Java Aspects

Java Aspects

Class is the central unit in java like that aspect is the central unit in AspectJ. IT includes the code that defines the weaving rules for both dynamic and static crosscutting. Aspects also include data, methods, and nested class members. The below syntax defines the syntax for defining aspect.

Syntax: –

package hello.profile;
public aspect ProfilingAspect {
}

The entities of aspects are,

1)  Inter-type declarations: – This entity helps a programmer to add methods, fields or interfaces to existing classes from within the aspect.

Syntax: –

aspect VisitAspect {
void Point.acceptVisitor(Visitor v) {
v.visit(this);
}
}

2)  pointcuts: – This entity permits a programmer to specify join points. All pointcuts are expressions (quantifications) that determine whether a given join point matches.

Syntax: –

pointcut set() : execution(* set*(..) ) && this(Point);

3)  advice: – The advice entity permits a programmer to specify code to run at a join point matched by a pointcut. The actions can be performed before, after, or around the specified join point.

Syntax: –

after () : set() {
Display.update();
}

Dynamic crosscutting construct: advice:-

The dynamic cross cutting supports the advice entity. Advice is the code executed at a join point selected by a pointcut. Advice can execute before, after, or around the join point. The body of advice is much like a method body—it encapsulates the logic to be executed upon reaching a join point. The dynamic crosscutting alters the program behavior.

Eg: –

package hello.profile;
public aspect ProfilingAspect {
pointcut publicOperation() : execution(public * *.*(..));
Object around() : publicOperation() {
long start = System.nanoTime();
Object ret = proceed();
long end = System.nanoTime();
System.out.println(thisJoinPointStaticPart.getSignature()
+ “ took “ + (end-start) + “ nanoseconds”);
return ret;
}
}

Static crosscutting constructs: – The static crosscutting alters the program structure. Static crosscutting comes in the form of ,

1)      Inter-type:- The inter type declaration is a static crosscutting construct that alters the static structure of the classes, interfaces and aspects in the system.

Eg:-  We can add a method or field to a class or declare a type to implement an interface.

In an ITD one type or an aspect declares the structure for the other types like classes, interfaces and even aspects.

•••

▶ _Instruction a_:
Recast the stretch of the listing from the line containing "For the benchmark, provide one point per instance of the boulder" through the end of the listing as a Markdown table with the columns No. and Entry, numbering each row and leaving out blank lines.

•••

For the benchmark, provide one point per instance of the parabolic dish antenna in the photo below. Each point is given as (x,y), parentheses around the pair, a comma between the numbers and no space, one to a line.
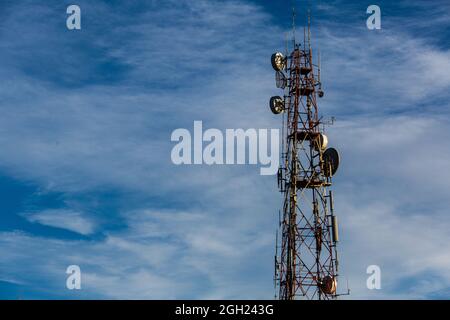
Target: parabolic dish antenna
(276,104)
(280,80)
(278,61)
(331,161)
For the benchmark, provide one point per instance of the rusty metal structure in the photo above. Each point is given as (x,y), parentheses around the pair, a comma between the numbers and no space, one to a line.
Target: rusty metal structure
(306,260)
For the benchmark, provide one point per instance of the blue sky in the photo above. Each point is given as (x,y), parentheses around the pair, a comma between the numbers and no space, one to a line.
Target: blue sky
(85,123)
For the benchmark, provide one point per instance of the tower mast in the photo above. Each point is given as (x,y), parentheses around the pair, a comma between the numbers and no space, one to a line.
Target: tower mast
(306,266)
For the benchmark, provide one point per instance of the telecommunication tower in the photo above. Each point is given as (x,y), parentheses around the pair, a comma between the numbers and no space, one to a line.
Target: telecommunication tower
(306,260)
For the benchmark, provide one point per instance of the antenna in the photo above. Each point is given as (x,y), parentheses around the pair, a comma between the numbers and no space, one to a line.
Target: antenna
(293,20)
(306,264)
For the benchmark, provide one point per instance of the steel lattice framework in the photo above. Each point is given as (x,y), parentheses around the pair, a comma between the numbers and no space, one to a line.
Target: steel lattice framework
(306,262)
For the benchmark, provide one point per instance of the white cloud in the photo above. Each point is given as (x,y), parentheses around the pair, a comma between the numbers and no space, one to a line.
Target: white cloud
(85,139)
(63,219)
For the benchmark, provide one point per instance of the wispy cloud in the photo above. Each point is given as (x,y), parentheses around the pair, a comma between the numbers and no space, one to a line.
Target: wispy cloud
(208,232)
(64,219)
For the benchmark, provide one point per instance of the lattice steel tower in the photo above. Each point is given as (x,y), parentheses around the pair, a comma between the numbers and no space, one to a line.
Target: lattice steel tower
(306,261)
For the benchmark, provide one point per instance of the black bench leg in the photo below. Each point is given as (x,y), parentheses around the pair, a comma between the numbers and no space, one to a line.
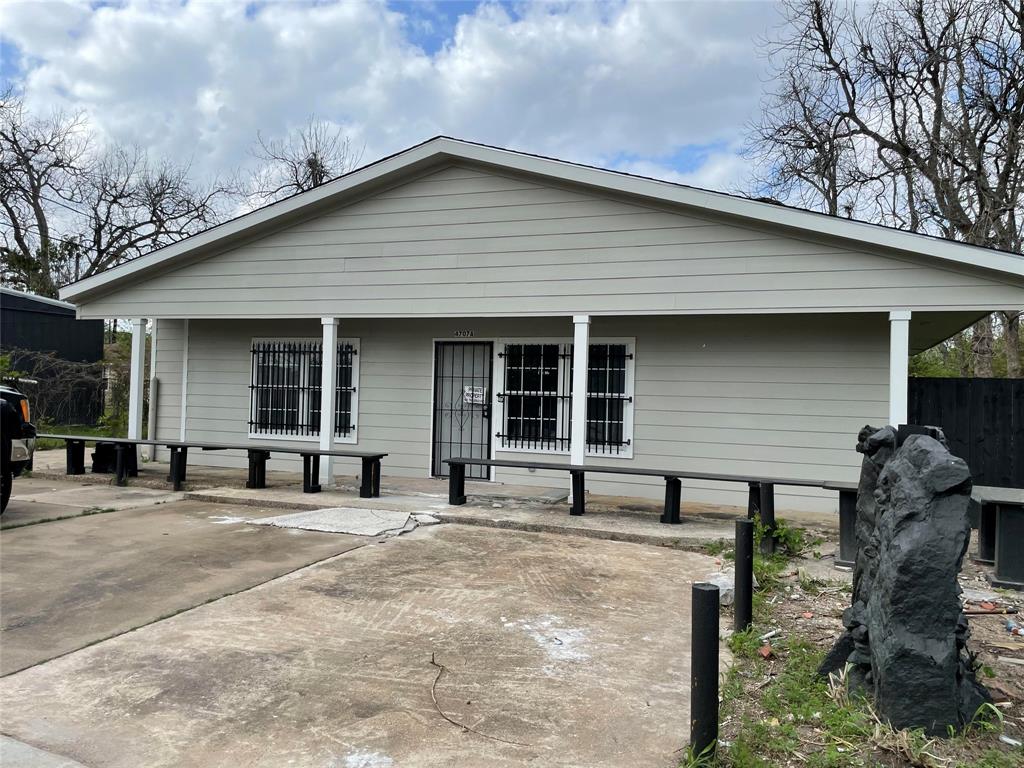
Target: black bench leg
(767,509)
(457,483)
(179,460)
(75,455)
(579,503)
(753,501)
(121,464)
(847,528)
(673,495)
(367,479)
(1009,559)
(257,469)
(986,535)
(310,473)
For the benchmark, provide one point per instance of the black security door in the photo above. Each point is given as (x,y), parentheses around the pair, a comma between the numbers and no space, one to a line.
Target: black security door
(462,404)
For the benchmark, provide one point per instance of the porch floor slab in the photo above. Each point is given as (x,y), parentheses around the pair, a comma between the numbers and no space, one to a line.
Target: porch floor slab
(51,465)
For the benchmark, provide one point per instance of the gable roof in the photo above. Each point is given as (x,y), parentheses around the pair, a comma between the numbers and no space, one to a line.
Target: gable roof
(443,148)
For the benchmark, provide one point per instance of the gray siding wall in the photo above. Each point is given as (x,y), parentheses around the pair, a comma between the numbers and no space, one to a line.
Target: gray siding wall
(463,242)
(170,347)
(776,394)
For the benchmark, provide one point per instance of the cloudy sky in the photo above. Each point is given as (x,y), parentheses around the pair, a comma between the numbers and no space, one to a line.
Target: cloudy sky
(660,88)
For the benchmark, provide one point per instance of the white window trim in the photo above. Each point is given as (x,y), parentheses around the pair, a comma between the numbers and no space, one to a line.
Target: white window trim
(352,438)
(499,404)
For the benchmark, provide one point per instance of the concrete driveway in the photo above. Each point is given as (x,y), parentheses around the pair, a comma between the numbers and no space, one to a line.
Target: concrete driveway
(546,649)
(95,570)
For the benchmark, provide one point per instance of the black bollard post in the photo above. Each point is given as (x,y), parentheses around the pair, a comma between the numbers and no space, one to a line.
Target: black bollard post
(743,608)
(704,670)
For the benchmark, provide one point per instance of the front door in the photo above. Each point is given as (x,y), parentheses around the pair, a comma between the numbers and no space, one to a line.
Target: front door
(462,404)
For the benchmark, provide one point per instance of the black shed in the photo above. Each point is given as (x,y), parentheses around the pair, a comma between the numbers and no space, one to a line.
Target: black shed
(35,324)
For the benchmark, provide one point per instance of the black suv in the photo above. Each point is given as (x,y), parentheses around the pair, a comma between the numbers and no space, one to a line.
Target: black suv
(17,439)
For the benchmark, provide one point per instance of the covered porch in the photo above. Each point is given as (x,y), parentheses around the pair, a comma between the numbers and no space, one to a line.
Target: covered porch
(771,394)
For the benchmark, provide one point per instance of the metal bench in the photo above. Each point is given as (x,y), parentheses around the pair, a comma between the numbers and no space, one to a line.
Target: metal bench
(761,489)
(847,521)
(258,454)
(1000,534)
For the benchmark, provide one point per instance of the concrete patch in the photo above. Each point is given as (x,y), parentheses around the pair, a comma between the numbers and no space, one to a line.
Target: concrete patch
(66,585)
(352,520)
(14,754)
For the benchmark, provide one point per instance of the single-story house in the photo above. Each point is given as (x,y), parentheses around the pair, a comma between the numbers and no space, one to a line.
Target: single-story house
(454,286)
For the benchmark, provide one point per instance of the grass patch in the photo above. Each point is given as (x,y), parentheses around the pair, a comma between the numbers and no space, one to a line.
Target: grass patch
(75,429)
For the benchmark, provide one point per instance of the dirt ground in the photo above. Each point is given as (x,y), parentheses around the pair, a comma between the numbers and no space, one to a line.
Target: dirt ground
(806,606)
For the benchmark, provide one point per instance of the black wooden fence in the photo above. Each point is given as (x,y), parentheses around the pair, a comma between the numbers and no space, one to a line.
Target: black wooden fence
(983,420)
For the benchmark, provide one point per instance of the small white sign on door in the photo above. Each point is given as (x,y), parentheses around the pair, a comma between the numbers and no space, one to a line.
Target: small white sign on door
(474,395)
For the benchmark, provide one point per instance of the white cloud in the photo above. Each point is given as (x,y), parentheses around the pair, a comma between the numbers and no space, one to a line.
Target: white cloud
(590,82)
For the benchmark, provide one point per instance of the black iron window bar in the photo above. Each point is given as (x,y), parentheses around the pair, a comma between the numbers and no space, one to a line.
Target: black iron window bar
(285,388)
(538,399)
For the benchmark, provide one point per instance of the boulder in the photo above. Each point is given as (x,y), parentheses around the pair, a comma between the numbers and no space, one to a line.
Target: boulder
(905,633)
(916,632)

•••

▶ _Instruction b_:
Continue the piece on Java aspects from where it stops.

▶ _Response a_:
| No. | Entry |
|---|---|
| 1 | For the benchmark, provide one point per instance of the boulder in the photo above. Each point is given as (x,y), parentheses around the pair, a comma between the numbers and no space, one to a line. |
| 2 | Target: boulder |
| 3 | (905,633) |
| 4 | (916,632) |

▶ _Response b_:
The below statement makes the weaver assign the AccessTracked interface as the parent of the MessageCommunicator class:

declare parents: MessageCommunicator implements AccessTracked;

When this declaration is woven in, it has the same effect as declaring the MessageCommunicator class as follows:

public class MessageCommunicator implements AccessTracked {
...
}

Another type of ITD is member introduction. It offers a way to add new methods and fields to other types. The following declaration adds the lastAccessedTime field and the

updateLastAccessedTime() and getLastAccessedTime() methods to the Access-

Tracked type:

private long AccessTracked.lastAccessedTime;
public void AccessTracked.updateLastAccessedTime() {
lastAccessedTime = System.currentTimeMillis();
}
public long AccessTracked.getLastAccessedTime() {
return lastAccessedTime;
}

This code advises all methods of types that implement the AccessTracked interface (the + wildcard denotes subtypes) but not the method in AccessTracked (such as the introduced updateLastAccessedTime() method). The this() pointcut collects the tracked object so you can call the updateLastAccessedTime() method on it.

Eg: – Tracking the last accessed time using an aspect

package hello.track;
import hello.messaging.MessageCommunicator;
public aspect TrackingAspect {
declare parents: MessageCommunicator implements AccessTracked;
private long AccessTracked.lastAccessedTime;
public void AccessTracked.updateLastAccessedTime() {
lastAccessedTime = System.currentTimeMillis();
}
public long AccessTracked.getLastAccessedTime() {
return lastAccessedTime;
}
before(AccessTracked accessTracked)
: execution(* AccessTracked+.*(..))
&& !execution(* AccessTracked.*(..))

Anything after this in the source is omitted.